# The data
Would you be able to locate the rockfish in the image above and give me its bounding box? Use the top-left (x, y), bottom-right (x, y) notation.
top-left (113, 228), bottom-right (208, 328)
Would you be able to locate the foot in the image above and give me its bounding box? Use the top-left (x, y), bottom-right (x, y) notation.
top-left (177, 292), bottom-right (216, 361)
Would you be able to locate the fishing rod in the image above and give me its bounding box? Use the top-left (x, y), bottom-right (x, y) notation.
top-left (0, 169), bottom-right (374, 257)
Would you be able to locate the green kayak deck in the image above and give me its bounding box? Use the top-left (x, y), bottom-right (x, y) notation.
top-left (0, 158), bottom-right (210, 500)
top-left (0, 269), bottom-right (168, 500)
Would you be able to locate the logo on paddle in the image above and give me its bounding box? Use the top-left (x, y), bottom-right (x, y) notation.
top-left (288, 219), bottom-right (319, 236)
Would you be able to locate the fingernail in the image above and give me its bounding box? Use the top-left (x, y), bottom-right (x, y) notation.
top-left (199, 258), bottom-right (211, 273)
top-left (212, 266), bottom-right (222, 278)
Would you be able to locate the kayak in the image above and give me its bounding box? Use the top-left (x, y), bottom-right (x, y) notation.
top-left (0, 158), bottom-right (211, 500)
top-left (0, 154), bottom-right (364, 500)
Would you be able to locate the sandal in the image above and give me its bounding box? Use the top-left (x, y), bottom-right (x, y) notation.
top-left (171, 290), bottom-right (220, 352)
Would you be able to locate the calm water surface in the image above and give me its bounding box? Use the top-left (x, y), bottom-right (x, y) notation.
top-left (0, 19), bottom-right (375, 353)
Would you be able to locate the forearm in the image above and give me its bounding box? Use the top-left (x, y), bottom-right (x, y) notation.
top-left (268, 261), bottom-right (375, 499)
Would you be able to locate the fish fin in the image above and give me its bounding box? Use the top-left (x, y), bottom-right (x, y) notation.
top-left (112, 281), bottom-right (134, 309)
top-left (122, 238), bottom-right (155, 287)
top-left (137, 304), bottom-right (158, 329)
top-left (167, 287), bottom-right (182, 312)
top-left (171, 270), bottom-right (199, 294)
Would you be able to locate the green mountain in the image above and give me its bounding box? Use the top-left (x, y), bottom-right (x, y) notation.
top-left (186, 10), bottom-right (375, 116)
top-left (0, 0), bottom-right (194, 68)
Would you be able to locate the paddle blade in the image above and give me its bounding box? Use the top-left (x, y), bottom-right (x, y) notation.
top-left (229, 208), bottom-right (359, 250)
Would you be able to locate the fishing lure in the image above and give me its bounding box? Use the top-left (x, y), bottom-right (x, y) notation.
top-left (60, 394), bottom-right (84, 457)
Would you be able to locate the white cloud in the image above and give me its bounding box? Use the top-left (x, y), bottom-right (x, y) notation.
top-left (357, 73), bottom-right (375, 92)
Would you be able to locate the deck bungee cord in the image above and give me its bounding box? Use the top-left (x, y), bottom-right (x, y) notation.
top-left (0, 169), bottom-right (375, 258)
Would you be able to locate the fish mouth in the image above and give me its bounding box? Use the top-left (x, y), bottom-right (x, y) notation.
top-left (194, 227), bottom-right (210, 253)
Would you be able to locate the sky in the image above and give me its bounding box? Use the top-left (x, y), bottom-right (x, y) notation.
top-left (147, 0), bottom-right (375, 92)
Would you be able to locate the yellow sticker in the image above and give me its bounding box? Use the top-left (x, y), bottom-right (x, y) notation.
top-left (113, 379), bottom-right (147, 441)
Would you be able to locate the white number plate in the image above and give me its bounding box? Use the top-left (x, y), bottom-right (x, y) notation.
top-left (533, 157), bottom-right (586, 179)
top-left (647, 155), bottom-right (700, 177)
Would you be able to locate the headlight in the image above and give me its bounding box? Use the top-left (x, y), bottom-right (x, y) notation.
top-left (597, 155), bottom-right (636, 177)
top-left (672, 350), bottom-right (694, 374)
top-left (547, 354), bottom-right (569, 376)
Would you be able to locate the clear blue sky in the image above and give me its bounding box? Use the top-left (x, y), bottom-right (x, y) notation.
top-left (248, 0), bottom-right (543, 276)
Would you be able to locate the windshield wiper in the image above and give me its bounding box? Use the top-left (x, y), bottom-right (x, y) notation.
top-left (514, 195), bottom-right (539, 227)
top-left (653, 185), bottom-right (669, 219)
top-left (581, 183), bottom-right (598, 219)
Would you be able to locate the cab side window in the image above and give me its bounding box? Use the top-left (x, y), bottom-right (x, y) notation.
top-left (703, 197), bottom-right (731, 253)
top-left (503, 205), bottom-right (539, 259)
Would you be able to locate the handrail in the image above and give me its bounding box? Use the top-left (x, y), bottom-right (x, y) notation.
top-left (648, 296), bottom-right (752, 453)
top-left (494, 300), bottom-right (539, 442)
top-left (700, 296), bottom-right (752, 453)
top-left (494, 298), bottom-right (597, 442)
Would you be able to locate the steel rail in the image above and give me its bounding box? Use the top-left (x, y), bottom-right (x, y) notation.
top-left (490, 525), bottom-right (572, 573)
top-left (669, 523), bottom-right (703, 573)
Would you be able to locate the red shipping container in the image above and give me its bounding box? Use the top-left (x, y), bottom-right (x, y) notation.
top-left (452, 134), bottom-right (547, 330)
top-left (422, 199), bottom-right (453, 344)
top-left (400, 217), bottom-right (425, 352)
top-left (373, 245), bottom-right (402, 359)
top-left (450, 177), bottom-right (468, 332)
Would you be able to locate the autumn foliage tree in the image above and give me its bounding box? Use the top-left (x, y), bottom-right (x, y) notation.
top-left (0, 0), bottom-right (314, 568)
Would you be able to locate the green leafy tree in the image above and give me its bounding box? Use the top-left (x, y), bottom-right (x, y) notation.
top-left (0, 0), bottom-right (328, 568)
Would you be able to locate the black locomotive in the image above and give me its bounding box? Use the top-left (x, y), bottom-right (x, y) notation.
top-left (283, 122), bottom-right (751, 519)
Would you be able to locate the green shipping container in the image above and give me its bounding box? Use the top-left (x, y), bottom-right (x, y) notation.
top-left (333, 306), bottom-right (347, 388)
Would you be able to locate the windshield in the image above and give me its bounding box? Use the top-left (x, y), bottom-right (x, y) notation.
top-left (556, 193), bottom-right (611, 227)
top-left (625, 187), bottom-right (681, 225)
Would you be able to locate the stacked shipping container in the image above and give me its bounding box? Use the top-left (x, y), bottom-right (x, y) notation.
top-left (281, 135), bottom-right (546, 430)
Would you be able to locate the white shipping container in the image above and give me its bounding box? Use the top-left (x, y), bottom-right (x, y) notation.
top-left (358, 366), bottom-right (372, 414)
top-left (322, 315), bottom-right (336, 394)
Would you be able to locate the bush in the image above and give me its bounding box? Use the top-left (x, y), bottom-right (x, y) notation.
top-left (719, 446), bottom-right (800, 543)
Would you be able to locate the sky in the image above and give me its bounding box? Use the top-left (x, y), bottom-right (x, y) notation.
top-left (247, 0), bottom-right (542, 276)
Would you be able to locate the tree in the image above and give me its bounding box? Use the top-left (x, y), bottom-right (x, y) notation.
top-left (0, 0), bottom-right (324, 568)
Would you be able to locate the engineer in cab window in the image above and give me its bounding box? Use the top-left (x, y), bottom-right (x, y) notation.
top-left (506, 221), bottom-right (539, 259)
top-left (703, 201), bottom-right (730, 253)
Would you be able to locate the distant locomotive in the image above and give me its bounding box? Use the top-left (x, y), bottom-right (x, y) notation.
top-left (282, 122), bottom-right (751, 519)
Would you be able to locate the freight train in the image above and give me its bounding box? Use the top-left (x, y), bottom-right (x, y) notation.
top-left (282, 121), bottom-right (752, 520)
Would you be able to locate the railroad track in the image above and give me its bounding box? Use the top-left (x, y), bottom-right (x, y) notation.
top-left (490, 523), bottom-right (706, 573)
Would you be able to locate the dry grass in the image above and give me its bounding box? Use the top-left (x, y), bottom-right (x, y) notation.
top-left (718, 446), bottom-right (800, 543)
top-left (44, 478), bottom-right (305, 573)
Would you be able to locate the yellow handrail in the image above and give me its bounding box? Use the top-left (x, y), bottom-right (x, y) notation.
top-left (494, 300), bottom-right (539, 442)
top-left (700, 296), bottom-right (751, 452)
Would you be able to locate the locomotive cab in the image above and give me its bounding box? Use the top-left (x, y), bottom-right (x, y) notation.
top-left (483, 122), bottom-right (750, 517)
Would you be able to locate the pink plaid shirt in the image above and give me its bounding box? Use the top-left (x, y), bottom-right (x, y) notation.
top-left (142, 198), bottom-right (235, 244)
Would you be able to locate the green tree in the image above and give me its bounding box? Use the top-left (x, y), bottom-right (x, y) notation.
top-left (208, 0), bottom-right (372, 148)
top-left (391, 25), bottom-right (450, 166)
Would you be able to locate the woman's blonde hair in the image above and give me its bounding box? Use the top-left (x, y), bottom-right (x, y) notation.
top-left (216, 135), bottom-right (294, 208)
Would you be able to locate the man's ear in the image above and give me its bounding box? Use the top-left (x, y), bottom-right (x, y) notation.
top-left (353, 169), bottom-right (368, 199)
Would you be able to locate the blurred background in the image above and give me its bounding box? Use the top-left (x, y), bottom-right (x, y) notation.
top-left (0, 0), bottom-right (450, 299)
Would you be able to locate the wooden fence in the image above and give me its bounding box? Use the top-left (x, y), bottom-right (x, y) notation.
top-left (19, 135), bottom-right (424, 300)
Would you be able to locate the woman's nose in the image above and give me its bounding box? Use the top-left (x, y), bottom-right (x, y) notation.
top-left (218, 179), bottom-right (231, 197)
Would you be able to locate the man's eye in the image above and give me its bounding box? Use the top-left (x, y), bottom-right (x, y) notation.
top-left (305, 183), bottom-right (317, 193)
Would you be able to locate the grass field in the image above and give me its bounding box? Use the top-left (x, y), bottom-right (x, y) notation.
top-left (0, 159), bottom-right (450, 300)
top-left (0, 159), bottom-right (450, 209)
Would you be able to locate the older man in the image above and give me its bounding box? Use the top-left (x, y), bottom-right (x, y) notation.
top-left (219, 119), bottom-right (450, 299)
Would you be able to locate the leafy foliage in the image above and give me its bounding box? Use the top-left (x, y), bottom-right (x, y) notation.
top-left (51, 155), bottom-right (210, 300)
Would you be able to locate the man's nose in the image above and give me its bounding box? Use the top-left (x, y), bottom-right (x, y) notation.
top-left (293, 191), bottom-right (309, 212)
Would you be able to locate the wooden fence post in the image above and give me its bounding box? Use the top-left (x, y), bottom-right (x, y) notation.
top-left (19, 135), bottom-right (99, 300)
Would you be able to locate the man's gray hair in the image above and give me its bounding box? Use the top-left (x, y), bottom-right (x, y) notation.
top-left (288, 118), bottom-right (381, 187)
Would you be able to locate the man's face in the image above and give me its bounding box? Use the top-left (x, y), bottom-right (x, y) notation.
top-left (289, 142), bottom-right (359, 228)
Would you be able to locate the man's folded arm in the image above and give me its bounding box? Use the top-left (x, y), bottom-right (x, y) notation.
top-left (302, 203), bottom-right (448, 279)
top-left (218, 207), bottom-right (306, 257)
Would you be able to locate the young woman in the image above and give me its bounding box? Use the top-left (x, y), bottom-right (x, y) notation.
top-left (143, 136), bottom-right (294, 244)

# Exercise details
Everything from the line containing "Would you be able to locate the grass" to the last line of the entries above should be quoted exactly, and only that.

# Completed exercise
Would you be able to locate the grass field in the image above and give me its bounding box? Use the top-left (x, y), bottom-right (x, y) notation.
top-left (0, 159), bottom-right (450, 300)
top-left (0, 159), bottom-right (450, 209)
Would you be able to locate the older man in the image above and give me its bounding box? Use the top-left (x, y), bottom-right (x, y) notation.
top-left (219, 119), bottom-right (450, 299)
Would you be able to locate the leafy foliage in the image above and give me its bounding box? Use the top-left (x, y), bottom-right (x, y) notation.
top-left (51, 155), bottom-right (210, 300)
Would you be able to locate the man's nose in the image above and give me its bounding box? Use the top-left (x, y), bottom-right (x, y) notation.
top-left (293, 191), bottom-right (309, 212)
Would you be able to locate the wooden fence post in the image above and give me its bounding box? Use the top-left (x, y), bottom-right (x, y) notation.
top-left (19, 135), bottom-right (99, 300)
Would you be able to locate the man's gray hair in the image above and give me its bounding box? Use the top-left (x, y), bottom-right (x, y) notation.
top-left (288, 118), bottom-right (381, 187)
Would you be able to locate the man's face in the image above and give me its bounding box? Use the top-left (x, y), bottom-right (x, y) notation.
top-left (289, 142), bottom-right (359, 228)
Would you be able to locate the man's folded arm in the image above and give me its bounding box? Use the top-left (x, y), bottom-right (x, y) notation.
top-left (302, 203), bottom-right (448, 279)
top-left (218, 207), bottom-right (306, 257)
Would you be able to locate the young woman in the image above and give me its bounding box? Use the top-left (x, y), bottom-right (x, y) notation.
top-left (143, 136), bottom-right (294, 244)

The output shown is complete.